**Records shown:**
⁂
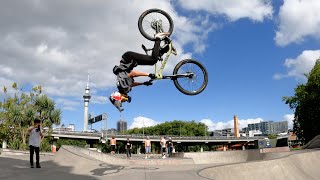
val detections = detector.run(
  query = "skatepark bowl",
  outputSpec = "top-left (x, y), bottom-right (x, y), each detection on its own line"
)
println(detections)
top-left (1, 135), bottom-right (320, 180)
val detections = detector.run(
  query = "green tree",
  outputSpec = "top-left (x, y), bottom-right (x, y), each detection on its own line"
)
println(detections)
top-left (34, 95), bottom-right (61, 127)
top-left (126, 120), bottom-right (209, 137)
top-left (267, 134), bottom-right (277, 139)
top-left (56, 139), bottom-right (87, 150)
top-left (283, 58), bottom-right (320, 143)
top-left (0, 83), bottom-right (61, 150)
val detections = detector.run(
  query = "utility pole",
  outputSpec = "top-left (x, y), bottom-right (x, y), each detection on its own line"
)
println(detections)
top-left (143, 119), bottom-right (145, 138)
top-left (205, 124), bottom-right (208, 139)
top-left (103, 113), bottom-right (108, 144)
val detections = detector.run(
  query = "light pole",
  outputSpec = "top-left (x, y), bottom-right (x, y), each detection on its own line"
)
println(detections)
top-left (103, 113), bottom-right (108, 144)
top-left (142, 119), bottom-right (145, 138)
top-left (205, 125), bottom-right (207, 137)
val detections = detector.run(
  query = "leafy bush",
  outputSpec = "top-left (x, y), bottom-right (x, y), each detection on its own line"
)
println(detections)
top-left (40, 138), bottom-right (52, 152)
top-left (8, 139), bottom-right (22, 150)
top-left (56, 139), bottom-right (86, 150)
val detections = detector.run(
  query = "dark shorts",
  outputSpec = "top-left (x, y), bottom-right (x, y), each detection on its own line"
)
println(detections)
top-left (111, 145), bottom-right (116, 151)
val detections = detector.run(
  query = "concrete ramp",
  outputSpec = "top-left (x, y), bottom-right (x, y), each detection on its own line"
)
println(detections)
top-left (184, 149), bottom-right (299, 164)
top-left (198, 150), bottom-right (320, 180)
top-left (55, 146), bottom-right (194, 166)
top-left (184, 150), bottom-right (263, 164)
top-left (303, 134), bottom-right (320, 149)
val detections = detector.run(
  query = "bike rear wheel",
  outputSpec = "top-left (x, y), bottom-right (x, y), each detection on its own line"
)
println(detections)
top-left (173, 59), bottom-right (208, 95)
top-left (138, 8), bottom-right (174, 41)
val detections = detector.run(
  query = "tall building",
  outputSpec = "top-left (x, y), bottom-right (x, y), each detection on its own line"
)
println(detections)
top-left (271, 121), bottom-right (288, 134)
top-left (248, 122), bottom-right (261, 131)
top-left (117, 120), bottom-right (127, 134)
top-left (211, 130), bottom-right (223, 137)
top-left (83, 74), bottom-right (91, 132)
top-left (247, 121), bottom-right (288, 135)
top-left (221, 128), bottom-right (234, 137)
top-left (233, 115), bottom-right (240, 138)
top-left (68, 124), bottom-right (75, 131)
top-left (260, 121), bottom-right (272, 134)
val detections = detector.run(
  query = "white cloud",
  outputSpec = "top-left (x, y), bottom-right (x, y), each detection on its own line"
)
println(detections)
top-left (201, 117), bottom-right (263, 131)
top-left (55, 98), bottom-right (81, 111)
top-left (201, 115), bottom-right (294, 131)
top-left (129, 116), bottom-right (160, 129)
top-left (275, 0), bottom-right (320, 46)
top-left (178, 0), bottom-right (273, 22)
top-left (282, 114), bottom-right (294, 129)
top-left (0, 77), bottom-right (16, 98)
top-left (0, 0), bottom-right (212, 108)
top-left (128, 115), bottom-right (293, 132)
top-left (91, 95), bottom-right (107, 105)
top-left (274, 50), bottom-right (320, 80)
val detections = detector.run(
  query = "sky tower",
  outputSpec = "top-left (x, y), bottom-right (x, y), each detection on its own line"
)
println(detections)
top-left (83, 74), bottom-right (91, 131)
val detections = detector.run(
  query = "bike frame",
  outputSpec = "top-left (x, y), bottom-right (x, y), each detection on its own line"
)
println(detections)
top-left (154, 42), bottom-right (173, 79)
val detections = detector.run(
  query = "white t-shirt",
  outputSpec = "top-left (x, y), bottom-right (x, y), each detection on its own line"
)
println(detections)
top-left (161, 139), bottom-right (166, 148)
top-left (29, 128), bottom-right (41, 147)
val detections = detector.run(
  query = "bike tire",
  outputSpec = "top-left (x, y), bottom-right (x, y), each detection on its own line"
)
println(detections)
top-left (138, 8), bottom-right (174, 41)
top-left (173, 59), bottom-right (208, 95)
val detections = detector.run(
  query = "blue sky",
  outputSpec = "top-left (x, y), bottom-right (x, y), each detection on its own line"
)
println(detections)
top-left (1, 0), bottom-right (320, 131)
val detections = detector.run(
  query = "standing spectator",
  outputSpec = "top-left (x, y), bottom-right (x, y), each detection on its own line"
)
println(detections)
top-left (144, 136), bottom-right (151, 159)
top-left (167, 137), bottom-right (173, 157)
top-left (110, 136), bottom-right (116, 156)
top-left (125, 138), bottom-right (132, 159)
top-left (28, 118), bottom-right (43, 168)
top-left (160, 136), bottom-right (166, 158)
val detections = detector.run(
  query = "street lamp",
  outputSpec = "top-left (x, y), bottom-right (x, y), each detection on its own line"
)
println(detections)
top-left (103, 113), bottom-right (108, 144)
top-left (142, 118), bottom-right (145, 138)
top-left (205, 125), bottom-right (207, 137)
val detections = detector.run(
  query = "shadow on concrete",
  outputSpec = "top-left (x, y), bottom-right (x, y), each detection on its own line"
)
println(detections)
top-left (90, 163), bottom-right (125, 176)
top-left (0, 156), bottom-right (99, 180)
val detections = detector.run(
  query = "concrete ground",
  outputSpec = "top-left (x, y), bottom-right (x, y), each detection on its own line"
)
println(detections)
top-left (1, 145), bottom-right (320, 180)
top-left (0, 153), bottom-right (212, 180)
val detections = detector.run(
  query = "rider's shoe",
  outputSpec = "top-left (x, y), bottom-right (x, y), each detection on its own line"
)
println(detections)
top-left (143, 81), bottom-right (153, 86)
top-left (120, 93), bottom-right (130, 102)
top-left (148, 73), bottom-right (156, 79)
top-left (121, 93), bottom-right (131, 103)
top-left (155, 32), bottom-right (170, 40)
top-left (109, 92), bottom-right (124, 112)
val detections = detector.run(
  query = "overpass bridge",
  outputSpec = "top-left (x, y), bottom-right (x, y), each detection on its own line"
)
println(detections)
top-left (51, 131), bottom-right (272, 143)
top-left (51, 131), bottom-right (289, 151)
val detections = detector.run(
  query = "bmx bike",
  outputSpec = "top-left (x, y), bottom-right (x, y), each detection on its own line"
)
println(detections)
top-left (138, 8), bottom-right (208, 95)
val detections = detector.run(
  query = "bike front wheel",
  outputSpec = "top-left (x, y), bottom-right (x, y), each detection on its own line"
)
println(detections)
top-left (138, 8), bottom-right (174, 41)
top-left (173, 59), bottom-right (208, 95)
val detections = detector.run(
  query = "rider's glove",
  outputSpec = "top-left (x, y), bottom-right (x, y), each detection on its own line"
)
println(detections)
top-left (143, 81), bottom-right (153, 86)
top-left (148, 73), bottom-right (156, 79)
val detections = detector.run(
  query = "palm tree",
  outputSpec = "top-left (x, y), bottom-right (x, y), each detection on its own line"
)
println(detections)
top-left (7, 105), bottom-right (24, 149)
top-left (34, 95), bottom-right (61, 128)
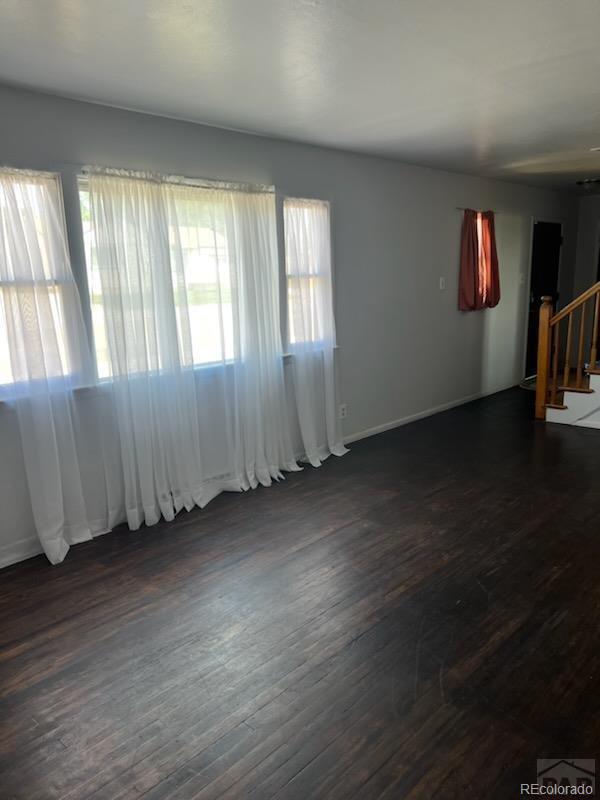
⁂
**Work instructions:** Please set down the records above verbatim, with each picture left out.

**Result of this exercise:**
val detections = detector.run(
  query = "skatepark bowl",
  outputSpec = "top-left (x, y), bottom-right (x, y), each detection on its own line"
)
println(detections)
top-left (1, 135), bottom-right (320, 180)
val detections = detector.run(
  query = "green tree",
  outputSpec = "top-left (x, y), bottom-right (x, y), each detection on its own line"
)
println(detections)
top-left (34, 95), bottom-right (61, 127)
top-left (126, 120), bottom-right (209, 137)
top-left (267, 134), bottom-right (277, 139)
top-left (56, 139), bottom-right (87, 150)
top-left (283, 58), bottom-right (320, 143)
top-left (0, 83), bottom-right (61, 150)
val detections = detector.run(
  query = "utility pole",
  outputSpec = "top-left (x, y), bottom-right (x, y), each detection on its own line"
)
println(detections)
top-left (143, 119), bottom-right (145, 138)
top-left (205, 124), bottom-right (208, 139)
top-left (103, 113), bottom-right (108, 144)
val detections = detector.run(
  query = "light pole",
  outputSpec = "top-left (x, y), bottom-right (x, y), each detection on its own line"
)
println(detections)
top-left (103, 113), bottom-right (108, 144)
top-left (142, 119), bottom-right (145, 138)
top-left (205, 125), bottom-right (207, 137)
val detections = detector.run(
  query = "leafy bush",
  outputSpec = "top-left (x, y), bottom-right (x, y), each detection on its own line"
)
println(detections)
top-left (40, 138), bottom-right (52, 152)
top-left (8, 139), bottom-right (22, 150)
top-left (56, 139), bottom-right (86, 150)
val detections = detector.run(
  query = "dark shorts",
  outputSpec = "top-left (x, y), bottom-right (x, y), each detection on its own line"
)
println(detections)
top-left (111, 145), bottom-right (116, 151)
val detections = detector.run(
  query = "concrete ramp",
  outputSpec = "top-left (x, y), bottom-right (x, y), each detection on its own line"
)
println(detections)
top-left (184, 149), bottom-right (299, 164)
top-left (198, 150), bottom-right (320, 180)
top-left (55, 146), bottom-right (194, 166)
top-left (184, 150), bottom-right (263, 164)
top-left (303, 134), bottom-right (320, 149)
val detections = detector.run(
  query = "bike rear wheel",
  outputSpec = "top-left (x, y), bottom-right (x, y), each detection on its own line"
)
println(detections)
top-left (173, 59), bottom-right (208, 95)
top-left (138, 8), bottom-right (174, 41)
val detections = detector.run(
  query = "tall building",
  outputSpec = "top-left (x, y), bottom-right (x, y), each detection on its own line"
)
println(detections)
top-left (271, 121), bottom-right (288, 134)
top-left (248, 122), bottom-right (261, 131)
top-left (117, 120), bottom-right (127, 134)
top-left (211, 130), bottom-right (223, 137)
top-left (83, 74), bottom-right (91, 132)
top-left (247, 121), bottom-right (288, 135)
top-left (221, 128), bottom-right (234, 137)
top-left (233, 115), bottom-right (240, 138)
top-left (68, 124), bottom-right (75, 131)
top-left (260, 121), bottom-right (272, 134)
val detections = detector.run(
  query = "white cloud",
  outputSpec = "top-left (x, y), bottom-right (x, y), each detection on its own line"
)
println(detections)
top-left (201, 117), bottom-right (263, 131)
top-left (55, 98), bottom-right (81, 111)
top-left (201, 115), bottom-right (294, 131)
top-left (129, 116), bottom-right (160, 129)
top-left (275, 0), bottom-right (320, 46)
top-left (178, 0), bottom-right (273, 22)
top-left (282, 114), bottom-right (294, 129)
top-left (0, 77), bottom-right (16, 98)
top-left (0, 0), bottom-right (212, 108)
top-left (128, 115), bottom-right (293, 132)
top-left (91, 95), bottom-right (107, 105)
top-left (274, 50), bottom-right (320, 80)
val detections = detector.run(
  query = "sky tower",
  outputSpec = "top-left (x, y), bottom-right (x, y), each detection on its own line"
)
println(detections)
top-left (83, 74), bottom-right (91, 131)
val detections = detector.run(
  query = "bike frame",
  outputSpec = "top-left (x, y), bottom-right (x, y), each detection on its own line"
)
println(detections)
top-left (154, 42), bottom-right (173, 79)
val detections = detector.run(
  query = "white t-shirt",
  outputSpec = "top-left (x, y), bottom-right (x, y), each detection on its own line"
)
println(detections)
top-left (161, 139), bottom-right (166, 148)
top-left (29, 128), bottom-right (41, 147)
val detections = detector.run(
  query = "bike tire",
  outputSpec = "top-left (x, y), bottom-right (x, y), each detection on its own line"
)
println(detections)
top-left (138, 8), bottom-right (174, 41)
top-left (173, 59), bottom-right (208, 95)
val detections = detector.run(
  query = "blue sky",
  outputSpec = "top-left (x, y), bottom-right (x, y), each detection on its own line"
)
println(detections)
top-left (1, 0), bottom-right (320, 131)
val detections = detector.run(
  query = "standing spectator",
  outputSpec = "top-left (x, y), bottom-right (x, y), each detection on its own line"
)
println(detections)
top-left (144, 136), bottom-right (151, 159)
top-left (167, 137), bottom-right (173, 157)
top-left (110, 136), bottom-right (116, 156)
top-left (125, 138), bottom-right (132, 159)
top-left (28, 118), bottom-right (43, 168)
top-left (160, 136), bottom-right (166, 158)
val detections = detector.run(
  query = "street lamp",
  outputSpec = "top-left (x, y), bottom-right (x, y), each detection on its own line"
)
println(detections)
top-left (103, 113), bottom-right (108, 144)
top-left (142, 118), bottom-right (145, 138)
top-left (205, 125), bottom-right (207, 137)
val detections = detector.run(
  query = "shadow on concrete",
  outputSpec = "top-left (x, y), bottom-right (x, y), each detection on its own line"
)
println(detections)
top-left (90, 163), bottom-right (125, 176)
top-left (0, 156), bottom-right (99, 180)
val detections = detector.run(
  query = "concrete ground",
  outputSpec = "top-left (x, y), bottom-right (x, y), each detection on its own line"
)
println(detections)
top-left (1, 145), bottom-right (320, 180)
top-left (0, 153), bottom-right (212, 180)
val detections = detector.run(
  query = "rider's shoe",
  outputSpec = "top-left (x, y), bottom-right (x, y), each detection on its own line"
)
println(detections)
top-left (143, 81), bottom-right (153, 86)
top-left (120, 93), bottom-right (130, 102)
top-left (148, 73), bottom-right (156, 79)
top-left (121, 93), bottom-right (131, 103)
top-left (155, 32), bottom-right (170, 40)
top-left (109, 92), bottom-right (124, 112)
val detections = detector.run(
  query = "overpass bridge",
  outputSpec = "top-left (x, y), bottom-right (x, y), each detection on its own line"
)
println(detections)
top-left (51, 131), bottom-right (272, 143)
top-left (51, 131), bottom-right (289, 151)
val detections = detector.run(
  query = "bmx bike",
  outputSpec = "top-left (x, y), bottom-right (x, y), each detection on its own line"
)
println(detections)
top-left (138, 8), bottom-right (208, 95)
val detections = detector.run(
  query = "bike front wheel",
  outputSpec = "top-left (x, y), bottom-right (x, y), each detection on its own line"
)
println(detections)
top-left (138, 8), bottom-right (174, 41)
top-left (173, 59), bottom-right (208, 95)
val detections = detector.run(
  query = "rider's glove",
  outputSpec = "top-left (x, y), bottom-right (x, y), each detection on its own line"
)
println(detections)
top-left (143, 81), bottom-right (153, 86)
top-left (148, 73), bottom-right (156, 79)
val detections = detector.run(
  query = "palm tree",
  outputSpec = "top-left (x, y), bottom-right (x, y), each detection on its own line"
)
println(detections)
top-left (7, 105), bottom-right (24, 149)
top-left (34, 95), bottom-right (61, 128)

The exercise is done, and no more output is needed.